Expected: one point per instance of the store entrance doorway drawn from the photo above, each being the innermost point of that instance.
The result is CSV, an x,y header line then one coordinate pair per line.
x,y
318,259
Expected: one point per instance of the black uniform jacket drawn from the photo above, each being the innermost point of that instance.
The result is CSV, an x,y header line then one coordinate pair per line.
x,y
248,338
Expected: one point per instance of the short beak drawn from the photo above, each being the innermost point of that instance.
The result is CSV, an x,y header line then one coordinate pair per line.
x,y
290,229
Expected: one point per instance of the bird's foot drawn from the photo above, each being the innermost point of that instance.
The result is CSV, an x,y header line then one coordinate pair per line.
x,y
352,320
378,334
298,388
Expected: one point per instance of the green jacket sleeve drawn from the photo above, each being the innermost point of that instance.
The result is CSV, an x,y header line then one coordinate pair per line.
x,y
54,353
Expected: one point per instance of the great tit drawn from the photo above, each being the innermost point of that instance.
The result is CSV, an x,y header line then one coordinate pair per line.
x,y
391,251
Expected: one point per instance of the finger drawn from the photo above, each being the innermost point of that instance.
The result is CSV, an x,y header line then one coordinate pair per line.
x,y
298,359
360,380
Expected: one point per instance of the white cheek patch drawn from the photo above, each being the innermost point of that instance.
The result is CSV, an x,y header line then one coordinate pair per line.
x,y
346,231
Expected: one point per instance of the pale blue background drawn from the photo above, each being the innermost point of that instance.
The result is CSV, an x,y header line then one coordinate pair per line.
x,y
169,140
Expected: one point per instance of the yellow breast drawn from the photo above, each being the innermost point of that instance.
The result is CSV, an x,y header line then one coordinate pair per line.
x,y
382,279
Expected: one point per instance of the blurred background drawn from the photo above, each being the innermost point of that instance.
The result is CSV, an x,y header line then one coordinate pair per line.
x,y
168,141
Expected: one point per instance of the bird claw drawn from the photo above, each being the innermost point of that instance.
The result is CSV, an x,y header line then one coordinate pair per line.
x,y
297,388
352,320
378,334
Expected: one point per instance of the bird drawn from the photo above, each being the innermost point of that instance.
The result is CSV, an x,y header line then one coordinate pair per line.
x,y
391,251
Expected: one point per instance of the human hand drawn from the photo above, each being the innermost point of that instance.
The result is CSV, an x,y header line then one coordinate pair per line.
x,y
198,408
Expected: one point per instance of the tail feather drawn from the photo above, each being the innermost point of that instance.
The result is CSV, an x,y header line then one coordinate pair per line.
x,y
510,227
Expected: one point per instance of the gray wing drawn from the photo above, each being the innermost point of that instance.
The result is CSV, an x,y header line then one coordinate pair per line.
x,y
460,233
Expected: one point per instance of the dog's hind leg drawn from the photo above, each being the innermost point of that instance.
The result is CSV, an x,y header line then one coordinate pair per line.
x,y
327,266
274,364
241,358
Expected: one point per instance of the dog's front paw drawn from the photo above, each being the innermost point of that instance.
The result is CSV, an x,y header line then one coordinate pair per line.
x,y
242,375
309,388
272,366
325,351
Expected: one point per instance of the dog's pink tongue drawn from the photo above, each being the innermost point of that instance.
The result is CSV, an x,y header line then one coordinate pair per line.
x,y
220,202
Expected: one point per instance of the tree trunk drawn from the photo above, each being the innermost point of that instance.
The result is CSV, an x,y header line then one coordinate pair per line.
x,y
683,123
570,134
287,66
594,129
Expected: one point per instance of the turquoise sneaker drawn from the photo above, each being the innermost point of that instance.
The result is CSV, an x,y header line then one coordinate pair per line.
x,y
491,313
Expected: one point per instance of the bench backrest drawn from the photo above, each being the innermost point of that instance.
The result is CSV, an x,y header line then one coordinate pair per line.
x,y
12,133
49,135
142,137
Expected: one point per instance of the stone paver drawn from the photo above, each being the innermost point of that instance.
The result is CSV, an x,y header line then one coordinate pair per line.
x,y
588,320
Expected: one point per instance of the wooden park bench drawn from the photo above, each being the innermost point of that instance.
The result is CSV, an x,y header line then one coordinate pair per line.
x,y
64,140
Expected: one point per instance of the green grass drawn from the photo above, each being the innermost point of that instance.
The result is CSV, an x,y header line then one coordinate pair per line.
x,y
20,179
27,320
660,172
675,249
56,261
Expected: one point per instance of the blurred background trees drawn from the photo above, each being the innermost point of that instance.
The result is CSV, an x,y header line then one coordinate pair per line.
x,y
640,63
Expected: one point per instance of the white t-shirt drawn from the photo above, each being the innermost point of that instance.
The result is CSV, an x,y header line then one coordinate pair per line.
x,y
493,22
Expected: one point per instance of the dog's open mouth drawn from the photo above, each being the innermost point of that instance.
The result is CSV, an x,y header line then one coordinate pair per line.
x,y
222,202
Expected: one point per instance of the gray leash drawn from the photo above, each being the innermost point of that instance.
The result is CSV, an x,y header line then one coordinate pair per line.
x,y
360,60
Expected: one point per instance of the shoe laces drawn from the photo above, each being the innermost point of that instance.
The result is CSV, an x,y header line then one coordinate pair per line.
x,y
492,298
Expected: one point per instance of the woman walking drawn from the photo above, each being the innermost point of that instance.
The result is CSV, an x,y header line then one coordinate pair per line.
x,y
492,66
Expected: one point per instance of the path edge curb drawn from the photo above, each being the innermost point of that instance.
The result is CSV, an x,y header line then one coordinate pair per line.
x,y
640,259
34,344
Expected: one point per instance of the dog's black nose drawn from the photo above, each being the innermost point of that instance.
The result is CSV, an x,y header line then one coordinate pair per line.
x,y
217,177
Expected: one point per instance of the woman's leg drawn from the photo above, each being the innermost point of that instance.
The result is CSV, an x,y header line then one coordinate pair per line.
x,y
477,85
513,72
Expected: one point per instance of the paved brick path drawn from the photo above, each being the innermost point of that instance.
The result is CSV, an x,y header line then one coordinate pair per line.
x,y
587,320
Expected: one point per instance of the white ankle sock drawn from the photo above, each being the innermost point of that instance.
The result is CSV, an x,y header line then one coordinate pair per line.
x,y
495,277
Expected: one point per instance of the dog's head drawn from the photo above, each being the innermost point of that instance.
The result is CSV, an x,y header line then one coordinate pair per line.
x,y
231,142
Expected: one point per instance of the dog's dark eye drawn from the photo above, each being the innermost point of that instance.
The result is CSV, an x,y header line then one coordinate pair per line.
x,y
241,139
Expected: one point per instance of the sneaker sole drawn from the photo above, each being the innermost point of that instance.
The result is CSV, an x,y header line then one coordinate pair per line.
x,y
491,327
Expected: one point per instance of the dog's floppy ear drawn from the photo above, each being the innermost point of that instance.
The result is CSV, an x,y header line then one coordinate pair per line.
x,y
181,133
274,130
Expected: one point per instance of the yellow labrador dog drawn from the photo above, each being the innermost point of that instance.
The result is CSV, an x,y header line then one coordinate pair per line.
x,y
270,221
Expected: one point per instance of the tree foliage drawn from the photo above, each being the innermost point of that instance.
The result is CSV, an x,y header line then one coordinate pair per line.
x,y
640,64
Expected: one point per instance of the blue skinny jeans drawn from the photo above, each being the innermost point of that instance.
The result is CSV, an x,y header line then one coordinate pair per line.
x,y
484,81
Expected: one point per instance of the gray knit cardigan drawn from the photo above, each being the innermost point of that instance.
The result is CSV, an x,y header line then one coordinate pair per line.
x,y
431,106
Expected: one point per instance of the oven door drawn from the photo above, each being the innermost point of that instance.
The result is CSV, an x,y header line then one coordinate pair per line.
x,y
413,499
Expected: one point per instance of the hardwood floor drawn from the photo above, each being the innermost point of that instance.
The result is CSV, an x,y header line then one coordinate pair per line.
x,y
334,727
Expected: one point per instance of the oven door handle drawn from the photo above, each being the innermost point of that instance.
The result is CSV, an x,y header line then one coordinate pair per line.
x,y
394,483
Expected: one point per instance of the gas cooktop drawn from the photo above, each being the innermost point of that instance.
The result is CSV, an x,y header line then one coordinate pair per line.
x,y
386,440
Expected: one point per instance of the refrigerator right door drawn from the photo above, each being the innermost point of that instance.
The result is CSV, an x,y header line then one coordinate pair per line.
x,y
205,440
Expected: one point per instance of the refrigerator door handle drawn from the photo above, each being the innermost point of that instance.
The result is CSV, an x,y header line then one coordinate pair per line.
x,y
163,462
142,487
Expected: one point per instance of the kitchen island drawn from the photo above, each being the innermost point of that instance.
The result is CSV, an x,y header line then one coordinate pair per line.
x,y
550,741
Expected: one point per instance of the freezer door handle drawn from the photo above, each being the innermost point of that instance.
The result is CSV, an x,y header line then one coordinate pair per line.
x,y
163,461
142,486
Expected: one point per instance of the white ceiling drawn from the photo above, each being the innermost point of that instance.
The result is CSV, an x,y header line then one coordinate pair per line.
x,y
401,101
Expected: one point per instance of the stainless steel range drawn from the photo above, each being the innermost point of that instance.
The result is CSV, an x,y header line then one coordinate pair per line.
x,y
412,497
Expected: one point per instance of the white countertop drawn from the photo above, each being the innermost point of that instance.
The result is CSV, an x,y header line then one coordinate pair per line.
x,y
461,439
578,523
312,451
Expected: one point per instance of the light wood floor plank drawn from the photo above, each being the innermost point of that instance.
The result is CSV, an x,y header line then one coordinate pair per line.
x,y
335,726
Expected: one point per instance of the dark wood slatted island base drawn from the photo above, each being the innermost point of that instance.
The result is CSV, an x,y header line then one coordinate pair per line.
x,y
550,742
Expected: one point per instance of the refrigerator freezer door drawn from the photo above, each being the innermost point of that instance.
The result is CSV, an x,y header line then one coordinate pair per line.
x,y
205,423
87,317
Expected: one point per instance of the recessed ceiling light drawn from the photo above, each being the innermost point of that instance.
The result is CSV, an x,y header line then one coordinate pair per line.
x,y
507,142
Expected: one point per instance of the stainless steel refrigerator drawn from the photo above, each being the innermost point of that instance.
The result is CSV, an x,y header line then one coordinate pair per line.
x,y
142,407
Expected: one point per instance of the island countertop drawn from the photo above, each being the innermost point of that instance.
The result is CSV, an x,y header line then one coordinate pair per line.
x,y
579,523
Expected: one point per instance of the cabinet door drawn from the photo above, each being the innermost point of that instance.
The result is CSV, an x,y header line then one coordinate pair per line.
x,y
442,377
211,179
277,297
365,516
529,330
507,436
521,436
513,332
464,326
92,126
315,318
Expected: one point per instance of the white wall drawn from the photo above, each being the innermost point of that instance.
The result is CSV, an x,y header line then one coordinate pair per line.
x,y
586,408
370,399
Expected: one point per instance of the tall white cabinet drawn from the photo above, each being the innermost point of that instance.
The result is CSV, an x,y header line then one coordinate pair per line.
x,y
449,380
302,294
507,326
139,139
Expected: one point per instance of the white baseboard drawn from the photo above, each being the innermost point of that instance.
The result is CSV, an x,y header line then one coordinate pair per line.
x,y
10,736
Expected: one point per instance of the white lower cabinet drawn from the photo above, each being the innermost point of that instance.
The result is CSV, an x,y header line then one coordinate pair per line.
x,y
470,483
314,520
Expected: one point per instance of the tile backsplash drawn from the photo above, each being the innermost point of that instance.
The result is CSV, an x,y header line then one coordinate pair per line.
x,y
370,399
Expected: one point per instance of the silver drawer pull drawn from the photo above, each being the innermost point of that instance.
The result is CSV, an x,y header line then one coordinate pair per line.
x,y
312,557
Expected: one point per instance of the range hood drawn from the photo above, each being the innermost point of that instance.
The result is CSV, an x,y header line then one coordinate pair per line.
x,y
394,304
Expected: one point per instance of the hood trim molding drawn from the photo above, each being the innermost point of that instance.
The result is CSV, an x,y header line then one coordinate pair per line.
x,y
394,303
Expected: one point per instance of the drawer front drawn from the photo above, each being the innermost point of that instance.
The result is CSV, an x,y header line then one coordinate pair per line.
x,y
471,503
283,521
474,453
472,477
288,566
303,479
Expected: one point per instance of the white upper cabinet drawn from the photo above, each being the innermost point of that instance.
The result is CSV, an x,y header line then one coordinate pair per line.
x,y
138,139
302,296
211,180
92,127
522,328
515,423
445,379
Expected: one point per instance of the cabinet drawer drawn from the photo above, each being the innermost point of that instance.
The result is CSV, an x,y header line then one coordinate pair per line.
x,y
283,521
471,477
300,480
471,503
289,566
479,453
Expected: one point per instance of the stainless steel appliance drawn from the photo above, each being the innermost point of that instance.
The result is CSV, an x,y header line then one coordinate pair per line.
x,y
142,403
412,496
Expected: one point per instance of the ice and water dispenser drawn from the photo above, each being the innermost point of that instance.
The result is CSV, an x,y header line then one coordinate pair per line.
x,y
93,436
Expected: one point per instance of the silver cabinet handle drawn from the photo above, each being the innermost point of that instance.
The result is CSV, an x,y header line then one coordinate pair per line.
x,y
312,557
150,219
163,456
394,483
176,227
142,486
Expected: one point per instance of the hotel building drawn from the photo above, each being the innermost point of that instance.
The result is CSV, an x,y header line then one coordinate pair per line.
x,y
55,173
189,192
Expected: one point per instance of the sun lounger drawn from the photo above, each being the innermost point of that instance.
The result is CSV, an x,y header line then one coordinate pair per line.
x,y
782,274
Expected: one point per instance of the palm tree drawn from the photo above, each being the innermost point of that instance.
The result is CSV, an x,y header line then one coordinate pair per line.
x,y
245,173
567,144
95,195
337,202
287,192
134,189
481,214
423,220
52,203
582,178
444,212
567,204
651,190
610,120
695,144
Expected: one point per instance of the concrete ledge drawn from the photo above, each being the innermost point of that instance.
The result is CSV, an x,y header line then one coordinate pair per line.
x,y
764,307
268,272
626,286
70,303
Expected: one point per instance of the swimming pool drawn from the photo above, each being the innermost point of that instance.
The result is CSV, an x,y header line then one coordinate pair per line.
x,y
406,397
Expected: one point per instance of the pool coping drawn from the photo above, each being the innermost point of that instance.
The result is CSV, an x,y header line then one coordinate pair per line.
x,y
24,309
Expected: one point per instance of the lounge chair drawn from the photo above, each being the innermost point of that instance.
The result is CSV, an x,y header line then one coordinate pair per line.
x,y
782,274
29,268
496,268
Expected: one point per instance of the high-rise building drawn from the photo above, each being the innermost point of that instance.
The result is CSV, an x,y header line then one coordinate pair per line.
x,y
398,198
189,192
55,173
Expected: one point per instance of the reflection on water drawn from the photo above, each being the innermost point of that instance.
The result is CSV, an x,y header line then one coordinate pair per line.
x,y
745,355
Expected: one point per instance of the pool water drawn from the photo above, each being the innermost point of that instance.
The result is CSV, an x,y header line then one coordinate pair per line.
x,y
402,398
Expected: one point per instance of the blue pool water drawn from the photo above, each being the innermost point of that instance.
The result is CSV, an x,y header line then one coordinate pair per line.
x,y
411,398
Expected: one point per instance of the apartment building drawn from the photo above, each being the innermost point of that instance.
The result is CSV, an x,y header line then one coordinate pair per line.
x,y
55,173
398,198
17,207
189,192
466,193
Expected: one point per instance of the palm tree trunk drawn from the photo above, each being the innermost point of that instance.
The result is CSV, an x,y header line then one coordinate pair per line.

════

*GIVEN TASK*:
Repeat only the stretch of lines that begins at the line containing "Expected: one point per instance of the concrete" and ends at the last line above, both included.

*THE OUTPUT*:
Expected: one point per instance of the concrete ledge drawn from the photo above, each being the innermost point of that instance.
The result is CSV, an x,y header line then one coordinate pair per line.
x,y
764,307
268,272
626,286
70,303
Expected: one point per instance of the swimming pool drawn from the photo above, each being the innermost point of that instance.
The result is CSV, an x,y header line then one coordinate pair per line.
x,y
406,397
Expected: one point per instance of the pool coping drawn from the photo above, each being the innermost point of that instance.
The result is CSV, an x,y header line then one coordinate pair per line.
x,y
24,309
Expected: one point per instance of the lounge chair drawn from the photo above, each being the innermost point of that instance.
The result is CSV, an x,y header line then one coordinate pair per line.
x,y
782,274
29,268
496,268
Expected: one point per instance of the high-rise building drawn from the photo above, each being the innermost point of that instance.
The result is CSV, an x,y header line then one coordinate pair per line.
x,y
398,198
189,192
55,173
Expected: one point per instance of the reflection on water drawn from the photo above, each being the innermost point of that instance.
The result is CSV, an x,y header line then one coordinate pair per line.
x,y
745,355
Expected: one point per instance of the pool water drawn from the photo above, each being the innermost point of that instance.
The result is CSV, an x,y header line then one coordinate pair per line.
x,y
402,398
Expected: one point per instance of the blue pool water drawn from the photo above, each being the innermost point of that instance.
The result is CSV, an x,y header line then one coordinate pair per line.
x,y
411,398
Expected: one point per instance of the apartment building drawn from the photo above, each being the innermost point of that instance.
The result is CSV, an x,y header line then one coordinate pair per line.
x,y
55,173
398,198
17,207
189,192
466,193
Expected: one point per instance of the palm tree trunk drawn from the photo above, each being the innermost point of that instance.
The result is CSV, an x,y header line then one coordinate pair per line.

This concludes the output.